### Excerpts of location labeling data:
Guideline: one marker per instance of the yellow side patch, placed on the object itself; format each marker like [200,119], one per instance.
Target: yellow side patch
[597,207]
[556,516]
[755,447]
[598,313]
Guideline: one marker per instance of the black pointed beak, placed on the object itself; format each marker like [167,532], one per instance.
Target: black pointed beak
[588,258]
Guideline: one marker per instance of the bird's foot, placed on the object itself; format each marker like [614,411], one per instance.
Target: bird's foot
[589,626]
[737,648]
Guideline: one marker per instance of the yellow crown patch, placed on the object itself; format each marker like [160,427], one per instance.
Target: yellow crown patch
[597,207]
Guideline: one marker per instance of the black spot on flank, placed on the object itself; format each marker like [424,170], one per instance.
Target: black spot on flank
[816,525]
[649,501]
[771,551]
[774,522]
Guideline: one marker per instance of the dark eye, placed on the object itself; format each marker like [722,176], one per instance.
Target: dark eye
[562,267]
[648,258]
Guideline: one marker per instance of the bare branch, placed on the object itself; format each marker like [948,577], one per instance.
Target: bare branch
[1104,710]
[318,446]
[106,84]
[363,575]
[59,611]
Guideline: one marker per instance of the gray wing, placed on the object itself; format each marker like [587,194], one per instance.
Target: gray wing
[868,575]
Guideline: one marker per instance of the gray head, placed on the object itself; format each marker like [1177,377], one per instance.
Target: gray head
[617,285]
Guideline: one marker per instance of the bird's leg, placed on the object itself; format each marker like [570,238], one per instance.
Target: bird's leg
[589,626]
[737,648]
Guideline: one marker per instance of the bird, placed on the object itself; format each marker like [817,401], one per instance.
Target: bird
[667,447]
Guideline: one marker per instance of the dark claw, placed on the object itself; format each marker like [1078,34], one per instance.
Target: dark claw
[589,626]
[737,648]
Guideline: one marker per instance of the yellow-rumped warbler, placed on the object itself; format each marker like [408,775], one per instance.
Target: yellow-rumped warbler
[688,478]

### What you have to do:
Look above for the line containing "Guideline: one marker per instance of the bird's foot, placed"; copy from it through the last line, exactly, and nothing more.

### Expected output:
Guideline: one marker per instance of the bird's foot, placed on the object itself; format each marker like [614,411], one per instance.
Target: bird's foot
[589,626]
[737,648]
Guideline: one marker per instance of the yellow crown patch, placed on the object itself; format each marker like [160,427], one per instance.
Target: yellow crown patch
[597,207]
Guideline: one marker per instance of the black spot on flank, placed on the object itself; format each marker like [424,170], one per instance.
Target: black spot on flank
[816,525]
[649,501]
[771,551]
[774,522]
Guideline: one marker per instance of the dark eye, placed on the object itself; format each marker like [722,176], one per instance.
Target: dark eye
[562,267]
[648,258]
Guideline: one marker per instance of the bare branch, placed on the object itself; format each marker like [948,577], one per instance.
Target: bare branch
[1104,710]
[318,446]
[106,84]
[363,575]
[59,611]
Guideline: one marker per instance of the gray wing, placed on the object itself; format each marker like [587,194], one per instance.
Target: gray wing
[868,575]
Guideline: one marker per instance of the gray head, placed on the object itself; format each marker like [1177,377], one per instance.
Target: gray head
[617,285]
Guideline: one marker per instance of the bird's leg, placed on the object itself; format each marker like [570,238], one per instance.
Target: bird's leg
[589,626]
[737,648]
Guideline: one marker per instance of the bird, placed on the object itself; format each marker like [817,401], one per instance.
Target: bird
[667,447]
Guideline: one marker per instance of the dark claw, placed on the object itself; format each marker like [1078,34], one per instance.
Target: dark claw
[589,626]
[737,648]
Guideline: one marker per instance of the yellow-rumped warbler, placed on the object itself; format each marker like [408,775], one per instance.
Target: yellow-rumped warbler
[688,478]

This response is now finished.